* [WORK ORDER]:
When you reach the line with "Could you please spot the concrete" in the data below, begin printing lines exactly, and stop once the line with "Target: vegetation" has been printed.
==== RECORDS SUPPLIED ====
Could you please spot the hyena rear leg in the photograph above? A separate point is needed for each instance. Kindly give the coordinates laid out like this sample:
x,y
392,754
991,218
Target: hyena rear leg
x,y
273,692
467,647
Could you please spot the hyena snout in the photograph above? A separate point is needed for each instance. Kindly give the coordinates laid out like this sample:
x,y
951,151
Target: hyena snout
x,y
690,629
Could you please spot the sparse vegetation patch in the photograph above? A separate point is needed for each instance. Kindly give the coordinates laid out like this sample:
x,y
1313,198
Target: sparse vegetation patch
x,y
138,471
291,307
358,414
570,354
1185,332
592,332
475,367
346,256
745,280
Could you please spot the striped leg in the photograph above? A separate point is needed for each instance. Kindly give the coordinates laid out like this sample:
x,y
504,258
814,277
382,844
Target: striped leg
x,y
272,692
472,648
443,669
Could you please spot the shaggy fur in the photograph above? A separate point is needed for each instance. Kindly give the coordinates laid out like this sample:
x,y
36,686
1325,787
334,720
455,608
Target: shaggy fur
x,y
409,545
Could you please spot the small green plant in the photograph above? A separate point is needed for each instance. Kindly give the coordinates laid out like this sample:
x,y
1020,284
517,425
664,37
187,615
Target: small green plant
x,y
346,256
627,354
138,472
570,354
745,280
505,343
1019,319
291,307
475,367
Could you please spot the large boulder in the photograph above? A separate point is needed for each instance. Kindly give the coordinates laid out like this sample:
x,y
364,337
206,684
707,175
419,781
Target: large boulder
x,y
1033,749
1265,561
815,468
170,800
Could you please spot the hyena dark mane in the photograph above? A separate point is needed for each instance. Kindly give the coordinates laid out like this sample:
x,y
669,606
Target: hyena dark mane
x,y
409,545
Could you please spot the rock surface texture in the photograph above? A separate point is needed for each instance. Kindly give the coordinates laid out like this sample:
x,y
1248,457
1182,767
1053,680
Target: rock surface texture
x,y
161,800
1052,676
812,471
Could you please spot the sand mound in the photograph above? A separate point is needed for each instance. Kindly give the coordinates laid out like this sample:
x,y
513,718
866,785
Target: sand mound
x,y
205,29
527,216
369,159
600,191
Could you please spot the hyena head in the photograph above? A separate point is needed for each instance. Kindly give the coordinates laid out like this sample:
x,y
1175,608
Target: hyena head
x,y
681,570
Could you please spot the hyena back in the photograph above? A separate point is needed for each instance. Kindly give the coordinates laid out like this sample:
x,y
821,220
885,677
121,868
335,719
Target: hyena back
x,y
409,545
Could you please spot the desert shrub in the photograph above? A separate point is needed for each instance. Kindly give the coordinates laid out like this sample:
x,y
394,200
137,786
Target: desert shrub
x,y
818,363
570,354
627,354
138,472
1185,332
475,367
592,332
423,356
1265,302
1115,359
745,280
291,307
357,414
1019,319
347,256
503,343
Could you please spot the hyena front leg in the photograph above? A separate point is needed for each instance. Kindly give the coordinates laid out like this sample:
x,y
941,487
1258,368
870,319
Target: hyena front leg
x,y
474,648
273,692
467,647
====
==== RECORDS SUPPLIED ====
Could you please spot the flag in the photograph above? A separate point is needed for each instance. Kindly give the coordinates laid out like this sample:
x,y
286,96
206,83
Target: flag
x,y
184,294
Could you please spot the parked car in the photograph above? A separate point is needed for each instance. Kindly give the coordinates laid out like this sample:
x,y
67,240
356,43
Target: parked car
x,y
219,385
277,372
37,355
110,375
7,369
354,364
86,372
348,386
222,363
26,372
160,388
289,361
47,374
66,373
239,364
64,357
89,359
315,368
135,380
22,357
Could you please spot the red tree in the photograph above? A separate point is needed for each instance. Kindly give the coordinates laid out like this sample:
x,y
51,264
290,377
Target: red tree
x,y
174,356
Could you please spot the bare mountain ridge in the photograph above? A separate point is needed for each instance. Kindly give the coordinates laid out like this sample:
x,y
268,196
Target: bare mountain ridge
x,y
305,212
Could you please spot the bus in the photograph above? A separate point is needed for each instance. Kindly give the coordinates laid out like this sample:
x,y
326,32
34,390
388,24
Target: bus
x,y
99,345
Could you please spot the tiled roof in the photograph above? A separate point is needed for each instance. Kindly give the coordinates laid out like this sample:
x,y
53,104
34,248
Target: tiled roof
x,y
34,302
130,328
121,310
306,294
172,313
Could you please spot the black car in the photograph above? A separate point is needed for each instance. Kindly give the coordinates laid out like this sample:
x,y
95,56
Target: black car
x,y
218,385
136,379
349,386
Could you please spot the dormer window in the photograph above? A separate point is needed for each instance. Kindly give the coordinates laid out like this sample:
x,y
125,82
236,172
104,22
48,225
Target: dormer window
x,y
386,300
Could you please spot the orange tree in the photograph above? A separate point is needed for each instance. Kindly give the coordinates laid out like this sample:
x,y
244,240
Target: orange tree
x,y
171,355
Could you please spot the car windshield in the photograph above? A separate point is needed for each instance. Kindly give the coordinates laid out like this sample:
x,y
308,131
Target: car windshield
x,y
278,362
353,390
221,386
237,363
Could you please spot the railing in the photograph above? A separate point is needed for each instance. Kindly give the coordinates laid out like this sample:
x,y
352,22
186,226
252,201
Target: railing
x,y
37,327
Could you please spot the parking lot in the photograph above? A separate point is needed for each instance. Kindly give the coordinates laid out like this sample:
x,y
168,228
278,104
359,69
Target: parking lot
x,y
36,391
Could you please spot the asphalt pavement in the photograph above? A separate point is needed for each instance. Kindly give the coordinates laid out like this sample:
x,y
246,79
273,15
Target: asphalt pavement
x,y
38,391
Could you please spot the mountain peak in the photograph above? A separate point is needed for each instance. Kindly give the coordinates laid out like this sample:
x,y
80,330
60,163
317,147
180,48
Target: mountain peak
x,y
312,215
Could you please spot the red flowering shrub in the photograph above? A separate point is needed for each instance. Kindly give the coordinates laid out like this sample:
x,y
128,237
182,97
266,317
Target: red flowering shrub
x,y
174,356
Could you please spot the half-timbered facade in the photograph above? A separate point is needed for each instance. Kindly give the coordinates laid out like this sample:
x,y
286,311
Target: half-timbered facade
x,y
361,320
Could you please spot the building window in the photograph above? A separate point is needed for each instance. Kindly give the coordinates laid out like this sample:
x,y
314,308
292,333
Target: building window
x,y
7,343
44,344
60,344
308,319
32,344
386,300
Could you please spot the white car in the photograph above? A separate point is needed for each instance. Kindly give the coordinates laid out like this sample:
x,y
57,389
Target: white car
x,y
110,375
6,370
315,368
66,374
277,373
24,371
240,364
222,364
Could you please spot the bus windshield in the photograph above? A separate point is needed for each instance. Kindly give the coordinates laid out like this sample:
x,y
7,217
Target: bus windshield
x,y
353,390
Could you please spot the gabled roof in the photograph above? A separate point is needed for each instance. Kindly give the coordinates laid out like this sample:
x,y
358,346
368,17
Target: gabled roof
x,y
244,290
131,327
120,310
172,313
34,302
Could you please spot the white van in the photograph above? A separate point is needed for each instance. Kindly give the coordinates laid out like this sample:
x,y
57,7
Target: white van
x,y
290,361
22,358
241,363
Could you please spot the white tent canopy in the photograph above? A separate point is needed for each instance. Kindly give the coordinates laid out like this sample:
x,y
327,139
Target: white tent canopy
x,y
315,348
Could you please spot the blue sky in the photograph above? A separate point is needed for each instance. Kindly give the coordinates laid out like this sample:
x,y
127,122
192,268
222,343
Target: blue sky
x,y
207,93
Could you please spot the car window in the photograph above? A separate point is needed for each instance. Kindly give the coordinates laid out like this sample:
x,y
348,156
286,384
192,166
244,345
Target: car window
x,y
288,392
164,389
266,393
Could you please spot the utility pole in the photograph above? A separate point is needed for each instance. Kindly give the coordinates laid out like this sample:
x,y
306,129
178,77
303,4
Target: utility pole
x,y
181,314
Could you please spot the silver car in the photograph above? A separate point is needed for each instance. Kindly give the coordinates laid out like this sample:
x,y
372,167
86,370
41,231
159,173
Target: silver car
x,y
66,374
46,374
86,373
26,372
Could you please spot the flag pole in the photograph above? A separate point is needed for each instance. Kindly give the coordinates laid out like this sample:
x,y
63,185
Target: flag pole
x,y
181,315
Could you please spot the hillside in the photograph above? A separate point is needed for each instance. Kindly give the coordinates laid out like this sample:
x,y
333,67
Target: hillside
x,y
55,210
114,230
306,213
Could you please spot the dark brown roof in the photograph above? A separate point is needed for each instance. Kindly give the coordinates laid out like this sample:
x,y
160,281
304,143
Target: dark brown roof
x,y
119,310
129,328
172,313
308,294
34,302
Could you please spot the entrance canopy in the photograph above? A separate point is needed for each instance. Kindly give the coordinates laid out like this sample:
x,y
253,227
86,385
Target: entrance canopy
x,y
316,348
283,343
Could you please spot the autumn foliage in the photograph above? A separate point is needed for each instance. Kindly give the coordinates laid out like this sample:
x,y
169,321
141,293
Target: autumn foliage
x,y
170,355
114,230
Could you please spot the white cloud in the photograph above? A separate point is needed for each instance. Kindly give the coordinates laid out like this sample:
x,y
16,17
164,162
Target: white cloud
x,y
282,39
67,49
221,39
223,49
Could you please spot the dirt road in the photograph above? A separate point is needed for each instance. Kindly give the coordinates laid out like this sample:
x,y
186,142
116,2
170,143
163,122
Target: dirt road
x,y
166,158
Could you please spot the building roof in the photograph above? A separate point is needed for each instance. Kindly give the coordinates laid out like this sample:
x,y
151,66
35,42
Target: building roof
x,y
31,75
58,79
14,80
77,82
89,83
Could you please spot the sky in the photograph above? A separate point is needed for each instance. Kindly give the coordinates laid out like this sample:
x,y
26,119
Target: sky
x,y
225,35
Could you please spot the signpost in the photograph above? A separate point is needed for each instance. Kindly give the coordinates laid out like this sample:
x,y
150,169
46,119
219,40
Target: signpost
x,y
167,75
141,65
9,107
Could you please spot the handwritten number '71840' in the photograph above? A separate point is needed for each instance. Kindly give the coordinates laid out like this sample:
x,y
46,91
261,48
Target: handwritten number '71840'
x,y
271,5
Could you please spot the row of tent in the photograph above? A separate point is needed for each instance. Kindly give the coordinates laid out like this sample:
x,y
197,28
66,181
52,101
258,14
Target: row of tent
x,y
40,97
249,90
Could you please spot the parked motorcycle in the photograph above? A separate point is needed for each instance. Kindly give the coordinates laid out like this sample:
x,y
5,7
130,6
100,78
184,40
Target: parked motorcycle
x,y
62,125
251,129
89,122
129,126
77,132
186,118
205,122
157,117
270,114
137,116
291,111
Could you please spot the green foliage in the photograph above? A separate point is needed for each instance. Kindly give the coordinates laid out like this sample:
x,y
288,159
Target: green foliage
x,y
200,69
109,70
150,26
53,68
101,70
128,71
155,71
====
==== RECORDS SUPPLIED ====
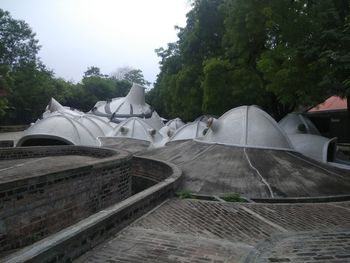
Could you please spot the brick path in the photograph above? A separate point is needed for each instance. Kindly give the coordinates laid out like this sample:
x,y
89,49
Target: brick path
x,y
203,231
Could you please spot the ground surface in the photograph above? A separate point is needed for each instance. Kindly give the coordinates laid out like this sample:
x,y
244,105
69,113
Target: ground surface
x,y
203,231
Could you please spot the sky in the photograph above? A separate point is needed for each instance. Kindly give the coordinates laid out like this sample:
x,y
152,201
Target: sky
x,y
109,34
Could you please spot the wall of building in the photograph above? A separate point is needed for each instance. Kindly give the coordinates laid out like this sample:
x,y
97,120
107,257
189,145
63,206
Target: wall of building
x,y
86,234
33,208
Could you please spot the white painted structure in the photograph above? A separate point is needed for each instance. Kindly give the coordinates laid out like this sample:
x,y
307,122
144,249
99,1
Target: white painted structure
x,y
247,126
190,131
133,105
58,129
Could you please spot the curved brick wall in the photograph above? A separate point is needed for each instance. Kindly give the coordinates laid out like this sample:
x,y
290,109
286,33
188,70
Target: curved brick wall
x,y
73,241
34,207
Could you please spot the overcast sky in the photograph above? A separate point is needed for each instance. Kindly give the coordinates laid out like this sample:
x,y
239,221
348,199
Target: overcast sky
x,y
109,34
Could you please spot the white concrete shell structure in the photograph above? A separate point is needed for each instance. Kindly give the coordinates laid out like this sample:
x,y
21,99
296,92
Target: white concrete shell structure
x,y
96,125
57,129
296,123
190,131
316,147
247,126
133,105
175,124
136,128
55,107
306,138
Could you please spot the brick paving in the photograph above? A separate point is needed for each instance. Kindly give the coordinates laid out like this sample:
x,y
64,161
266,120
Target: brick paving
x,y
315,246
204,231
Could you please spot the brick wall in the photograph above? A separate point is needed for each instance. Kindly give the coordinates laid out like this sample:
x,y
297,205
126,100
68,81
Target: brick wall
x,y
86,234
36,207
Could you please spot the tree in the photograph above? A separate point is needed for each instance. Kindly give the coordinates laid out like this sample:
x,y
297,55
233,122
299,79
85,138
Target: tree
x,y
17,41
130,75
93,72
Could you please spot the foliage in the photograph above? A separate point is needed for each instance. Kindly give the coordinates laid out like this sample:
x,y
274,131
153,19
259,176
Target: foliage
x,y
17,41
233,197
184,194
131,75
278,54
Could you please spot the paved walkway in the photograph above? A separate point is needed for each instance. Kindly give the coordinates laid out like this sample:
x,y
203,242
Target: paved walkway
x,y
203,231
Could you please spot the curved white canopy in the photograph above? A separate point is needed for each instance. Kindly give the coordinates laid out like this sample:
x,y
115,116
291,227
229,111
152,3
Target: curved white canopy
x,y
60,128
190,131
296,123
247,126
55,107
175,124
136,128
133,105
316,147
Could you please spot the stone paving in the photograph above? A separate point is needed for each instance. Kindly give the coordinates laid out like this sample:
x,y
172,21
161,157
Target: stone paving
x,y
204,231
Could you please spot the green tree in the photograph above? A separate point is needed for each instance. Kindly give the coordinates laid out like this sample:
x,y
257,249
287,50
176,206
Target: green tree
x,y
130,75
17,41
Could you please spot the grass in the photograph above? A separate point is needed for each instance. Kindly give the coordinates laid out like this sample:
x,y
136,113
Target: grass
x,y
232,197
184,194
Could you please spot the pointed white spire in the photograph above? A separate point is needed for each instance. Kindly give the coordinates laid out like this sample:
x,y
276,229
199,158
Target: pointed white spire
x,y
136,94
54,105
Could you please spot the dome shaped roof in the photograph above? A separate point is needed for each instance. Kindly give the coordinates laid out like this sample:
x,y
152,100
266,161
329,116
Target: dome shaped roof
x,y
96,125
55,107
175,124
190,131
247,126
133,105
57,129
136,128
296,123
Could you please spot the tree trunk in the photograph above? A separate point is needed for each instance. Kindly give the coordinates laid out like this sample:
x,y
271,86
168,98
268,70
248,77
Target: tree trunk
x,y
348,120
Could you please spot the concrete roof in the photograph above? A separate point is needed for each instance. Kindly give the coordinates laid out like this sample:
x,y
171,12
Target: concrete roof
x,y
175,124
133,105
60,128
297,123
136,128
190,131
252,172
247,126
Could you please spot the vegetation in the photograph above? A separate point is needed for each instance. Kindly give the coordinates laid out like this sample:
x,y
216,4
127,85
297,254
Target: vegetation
====
* [ANSWER FOR THIS EXERCISE]:
Could you please spot the concrete roof in the photograph above? A separate point is needed for each instance. Kindly give the coordinates laid out like this sample:
x,y
171,12
Target: concrete roof
x,y
175,124
133,105
60,128
297,123
136,128
190,131
252,172
247,126
Could you please spot the vegetation in the photograph above? A separate point is needed for each instance. Kindly give the coordinates laid out like this sample:
x,y
216,4
127,85
297,254
Target: vegetation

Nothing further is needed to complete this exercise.